**Consigne écrite 1**
D'après la source, sur quoi le président du MR élargit-il le débat ? Expliquez-le en une à trois phrases.
**Consigne écrite 2**
Recopiez à l'identique le passage de la source qui commence aux mots « Le président du MR estime » et s'arrête après « explique sans tabous. ».

**Source**
########################################
Le président du MR estime que l’on n’est pas riche avec 6.000 euros net par mois. Et souligne le risque que l’on prend en tuant la classe moyenne. “Il faut réhabiliter l’ascenseur social”, plaide-t-il.

Non, on n’est pas riche avec un salaire mensuel situé entre 3.000 et 6.000 euros net. Oui, il faut continuer à encourager l’achat d’une seconde résidence. Georges-Louis Bouchez, le président du MR, n’hésite pas à poser de façon plus large le débat sur le rapport des Belges avec l’argent et sur le climat politique et culturel désastreux à cet égard. Il s’en explique sans tabous.
########################################
**Entrées de pointage et d'étiquetage**
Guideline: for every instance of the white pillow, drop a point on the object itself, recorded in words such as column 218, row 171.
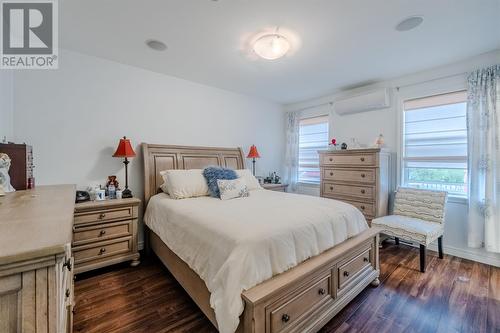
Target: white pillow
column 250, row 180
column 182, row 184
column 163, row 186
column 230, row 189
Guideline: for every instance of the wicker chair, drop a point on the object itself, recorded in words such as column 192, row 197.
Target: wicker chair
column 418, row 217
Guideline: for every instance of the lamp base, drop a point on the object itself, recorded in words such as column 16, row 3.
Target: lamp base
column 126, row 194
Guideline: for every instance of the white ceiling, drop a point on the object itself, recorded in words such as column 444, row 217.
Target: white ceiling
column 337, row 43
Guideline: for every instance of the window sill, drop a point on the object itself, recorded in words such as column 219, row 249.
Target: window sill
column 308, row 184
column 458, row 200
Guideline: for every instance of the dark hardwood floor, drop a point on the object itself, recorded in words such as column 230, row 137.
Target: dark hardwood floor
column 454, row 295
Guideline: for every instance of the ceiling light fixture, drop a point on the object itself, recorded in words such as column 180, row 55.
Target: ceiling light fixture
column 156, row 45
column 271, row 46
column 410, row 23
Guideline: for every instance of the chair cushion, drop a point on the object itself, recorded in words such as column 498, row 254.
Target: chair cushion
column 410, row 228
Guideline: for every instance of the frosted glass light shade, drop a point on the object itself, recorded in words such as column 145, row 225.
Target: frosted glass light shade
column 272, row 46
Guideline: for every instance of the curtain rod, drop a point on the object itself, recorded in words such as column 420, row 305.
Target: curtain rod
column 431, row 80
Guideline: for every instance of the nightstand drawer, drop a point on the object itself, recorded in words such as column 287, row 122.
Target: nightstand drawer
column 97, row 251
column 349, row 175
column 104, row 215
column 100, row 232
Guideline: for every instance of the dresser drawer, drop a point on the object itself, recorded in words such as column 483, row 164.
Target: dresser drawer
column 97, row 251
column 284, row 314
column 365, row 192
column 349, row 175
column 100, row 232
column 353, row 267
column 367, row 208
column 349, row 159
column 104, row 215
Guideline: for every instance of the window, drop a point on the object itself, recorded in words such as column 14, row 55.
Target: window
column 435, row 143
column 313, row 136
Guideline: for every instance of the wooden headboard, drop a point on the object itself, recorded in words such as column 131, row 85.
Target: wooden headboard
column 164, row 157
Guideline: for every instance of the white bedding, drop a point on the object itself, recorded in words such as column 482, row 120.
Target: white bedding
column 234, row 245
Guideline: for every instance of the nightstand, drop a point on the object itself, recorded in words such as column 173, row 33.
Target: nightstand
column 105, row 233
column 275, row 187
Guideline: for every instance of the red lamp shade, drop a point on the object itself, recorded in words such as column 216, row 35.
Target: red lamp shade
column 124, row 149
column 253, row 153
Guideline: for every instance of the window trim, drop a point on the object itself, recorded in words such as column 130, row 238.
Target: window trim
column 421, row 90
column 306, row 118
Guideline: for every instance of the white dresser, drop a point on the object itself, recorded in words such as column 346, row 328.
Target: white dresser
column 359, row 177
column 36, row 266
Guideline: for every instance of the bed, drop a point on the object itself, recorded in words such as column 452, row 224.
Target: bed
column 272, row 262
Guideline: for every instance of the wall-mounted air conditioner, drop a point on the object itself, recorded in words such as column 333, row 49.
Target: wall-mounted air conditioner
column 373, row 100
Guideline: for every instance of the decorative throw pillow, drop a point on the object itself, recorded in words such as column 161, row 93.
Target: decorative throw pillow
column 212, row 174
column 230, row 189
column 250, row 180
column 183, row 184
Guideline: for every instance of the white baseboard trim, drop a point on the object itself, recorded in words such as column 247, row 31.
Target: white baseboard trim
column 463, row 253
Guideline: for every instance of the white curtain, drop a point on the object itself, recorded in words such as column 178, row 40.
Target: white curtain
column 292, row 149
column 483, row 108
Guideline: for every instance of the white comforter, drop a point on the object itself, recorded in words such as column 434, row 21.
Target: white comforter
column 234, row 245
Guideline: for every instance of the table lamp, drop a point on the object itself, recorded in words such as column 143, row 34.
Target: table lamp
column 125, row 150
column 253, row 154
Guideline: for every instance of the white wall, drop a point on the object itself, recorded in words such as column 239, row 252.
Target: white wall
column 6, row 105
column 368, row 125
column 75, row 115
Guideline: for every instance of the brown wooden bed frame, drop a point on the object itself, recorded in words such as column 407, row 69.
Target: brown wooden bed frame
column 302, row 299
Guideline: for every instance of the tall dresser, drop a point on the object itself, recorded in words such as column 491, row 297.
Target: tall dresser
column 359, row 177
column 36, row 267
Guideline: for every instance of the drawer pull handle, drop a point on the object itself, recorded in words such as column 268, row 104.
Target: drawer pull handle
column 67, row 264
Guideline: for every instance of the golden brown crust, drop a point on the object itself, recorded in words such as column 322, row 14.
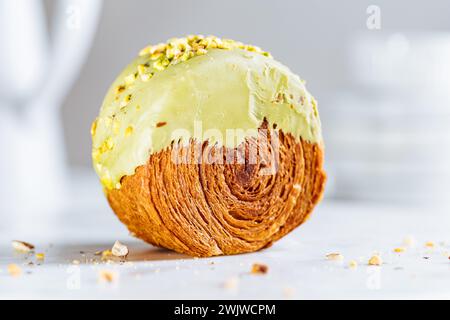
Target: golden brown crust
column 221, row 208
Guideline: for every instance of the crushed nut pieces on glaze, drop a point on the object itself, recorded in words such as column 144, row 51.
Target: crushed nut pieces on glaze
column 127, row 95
########################################
**Réponse 1**
Georges-Louis Bouchez pose le débat de façon plus large sur le rapport des Belges avec l'argent. Il l'élargit aussi au climat politique et culturel, présenté comme désastreux à cet égard.

**Réponse 2**
Le président du MR estime que l’on n’est pas riche avec 6.000 euros net par mois. Et souligne le risque que l’on prend en tuant la classe moyenne. “Il faut réhabiliter l’ascenseur social”, plaide-t-il.

Non, on n’est pas riche avec un salaire mensuel situé entre 3.000 et 6.000 euros net. Oui, il faut continuer à encourager l’achat d’une seconde résidence. Georges-Louis Bouchez, le président du MR, n’hésite pas à poser de façon plus large le débat sur le rapport des Belges avec l’argent et sur le climat politique et culturel désastreux à cet égard. Il s’en explique sans tabous.